- _Exercise task_
Render every line of the material below as a Markdown table with the columns No. and Text, numbering the rows and skipping blank lines. Leave the pictures out of the table.

=== Raw records ===

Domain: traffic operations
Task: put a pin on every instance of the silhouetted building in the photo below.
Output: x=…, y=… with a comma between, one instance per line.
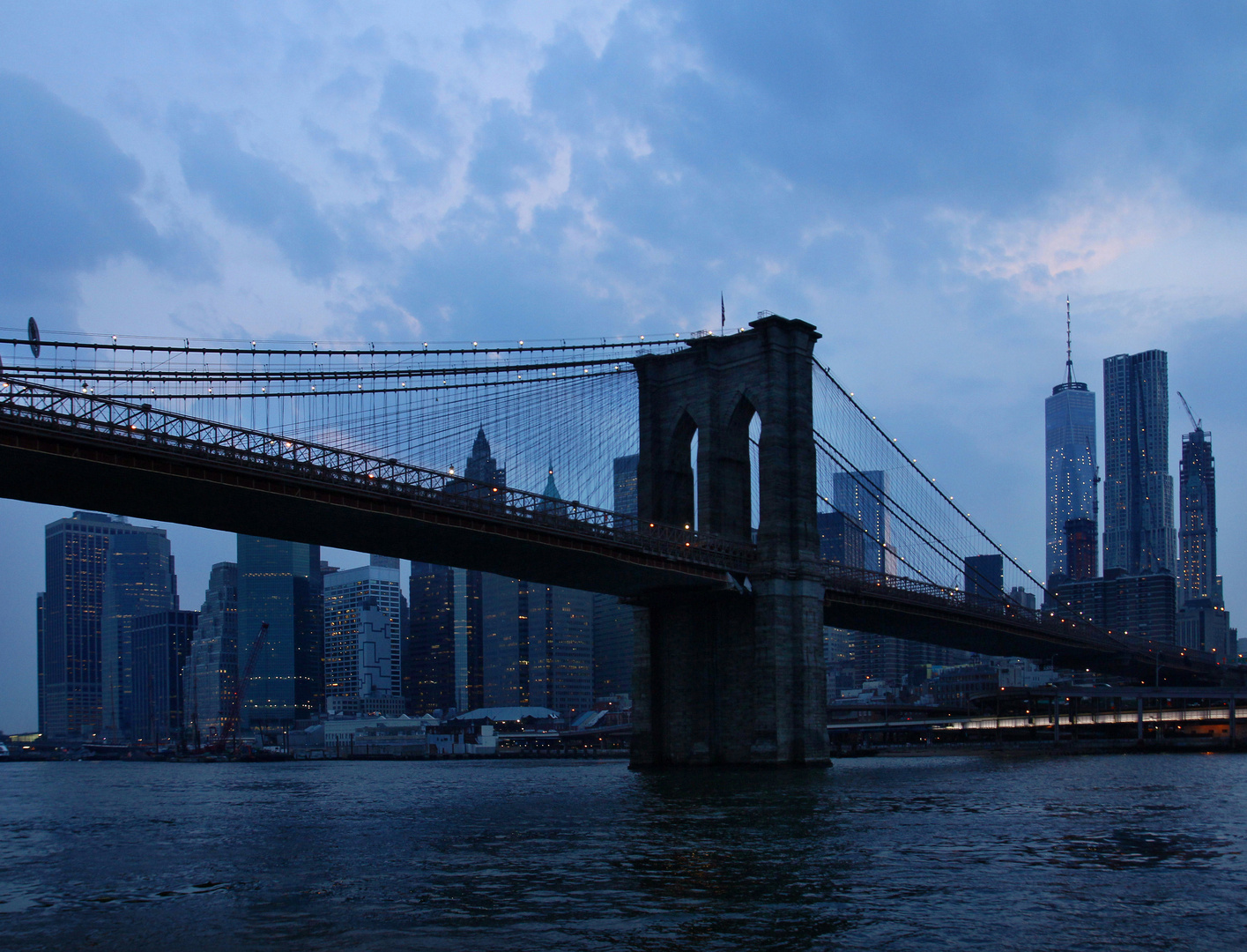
x=349, y=643
x=1069, y=437
x=1204, y=624
x=138, y=580
x=865, y=498
x=538, y=645
x=281, y=583
x=841, y=539
x=160, y=645
x=625, y=484
x=39, y=652
x=1139, y=535
x=444, y=666
x=71, y=670
x=613, y=634
x=1081, y=547
x=211, y=673
x=613, y=623
x=1135, y=606
x=1199, y=534
x=1023, y=599
x=984, y=579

===

- _Written response_
| No. | Text |
|---|---|
| 1 | Domain: traffic operations |
| 2 | Task: put a pin on every instance of the silhouetted building in the photo below. |
| 3 | Output: x=…, y=… with a comma between, one instance per line. |
| 4 | x=349, y=643 |
| 5 | x=1069, y=437 |
| 6 | x=1204, y=624 |
| 7 | x=138, y=580 |
| 8 | x=865, y=498 |
| 9 | x=538, y=645 |
| 10 | x=281, y=583 |
| 11 | x=841, y=539 |
| 12 | x=160, y=645 |
| 13 | x=625, y=484 |
| 14 | x=39, y=652 |
| 15 | x=1139, y=535 |
| 16 | x=444, y=666 |
| 17 | x=71, y=670 |
| 18 | x=613, y=634 |
| 19 | x=1081, y=547 |
| 20 | x=211, y=673 |
| 21 | x=613, y=623 |
| 22 | x=1135, y=606 |
| 23 | x=1199, y=534 |
| 24 | x=1023, y=599 |
| 25 | x=984, y=579 |